◆ Directive ◆
Please put the data from the line containing "Where can you see the thick" through the end into a numbered list, leaving out any blank lines.

________________________

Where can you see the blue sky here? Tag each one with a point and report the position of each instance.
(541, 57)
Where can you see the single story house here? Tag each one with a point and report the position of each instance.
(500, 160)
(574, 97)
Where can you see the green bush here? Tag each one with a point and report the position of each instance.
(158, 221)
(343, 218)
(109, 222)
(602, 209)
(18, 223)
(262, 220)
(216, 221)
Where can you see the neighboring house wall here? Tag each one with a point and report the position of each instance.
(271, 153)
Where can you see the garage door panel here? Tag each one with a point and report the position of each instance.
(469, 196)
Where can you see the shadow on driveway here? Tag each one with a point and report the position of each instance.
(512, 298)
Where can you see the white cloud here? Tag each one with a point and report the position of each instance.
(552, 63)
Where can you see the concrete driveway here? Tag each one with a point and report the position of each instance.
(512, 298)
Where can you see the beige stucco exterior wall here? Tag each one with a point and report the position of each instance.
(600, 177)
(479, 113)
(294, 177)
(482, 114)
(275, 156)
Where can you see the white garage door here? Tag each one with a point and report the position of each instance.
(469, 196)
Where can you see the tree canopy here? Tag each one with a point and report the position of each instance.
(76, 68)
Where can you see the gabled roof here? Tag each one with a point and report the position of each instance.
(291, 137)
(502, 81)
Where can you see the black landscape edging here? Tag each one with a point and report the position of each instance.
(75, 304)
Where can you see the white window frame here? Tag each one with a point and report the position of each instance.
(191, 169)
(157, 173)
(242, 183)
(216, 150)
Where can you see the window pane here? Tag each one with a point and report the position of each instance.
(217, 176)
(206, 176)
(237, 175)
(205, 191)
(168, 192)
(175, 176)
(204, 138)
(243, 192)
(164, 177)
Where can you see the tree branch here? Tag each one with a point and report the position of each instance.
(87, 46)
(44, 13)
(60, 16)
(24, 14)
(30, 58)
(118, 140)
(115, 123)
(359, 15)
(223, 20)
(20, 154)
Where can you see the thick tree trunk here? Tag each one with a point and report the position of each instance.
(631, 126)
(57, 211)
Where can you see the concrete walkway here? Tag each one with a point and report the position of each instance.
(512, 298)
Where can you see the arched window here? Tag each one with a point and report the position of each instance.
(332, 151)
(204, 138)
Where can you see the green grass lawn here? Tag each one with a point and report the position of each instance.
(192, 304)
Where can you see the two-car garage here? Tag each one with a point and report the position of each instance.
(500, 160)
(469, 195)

________________________

◆ Task solution ◆
1. Where can you see the thick tree trunk here? Tag each one with a point and report the position of each instance.
2. (631, 126)
3. (57, 211)
4. Where can you see the concrete walkway here? Tag each one with a point and report the position of each instance.
5. (512, 298)
6. Where can you see the arched window here? Tag each one with a point and report the position of each instance.
7. (332, 151)
8. (204, 138)
9. Where can you see the green grass lawn here? Tag each one with a point and report the position of each instance.
10. (192, 304)
11. Where can you see the two-car garage here? Tag each one with a point and report the position of each instance.
12. (500, 160)
13. (469, 195)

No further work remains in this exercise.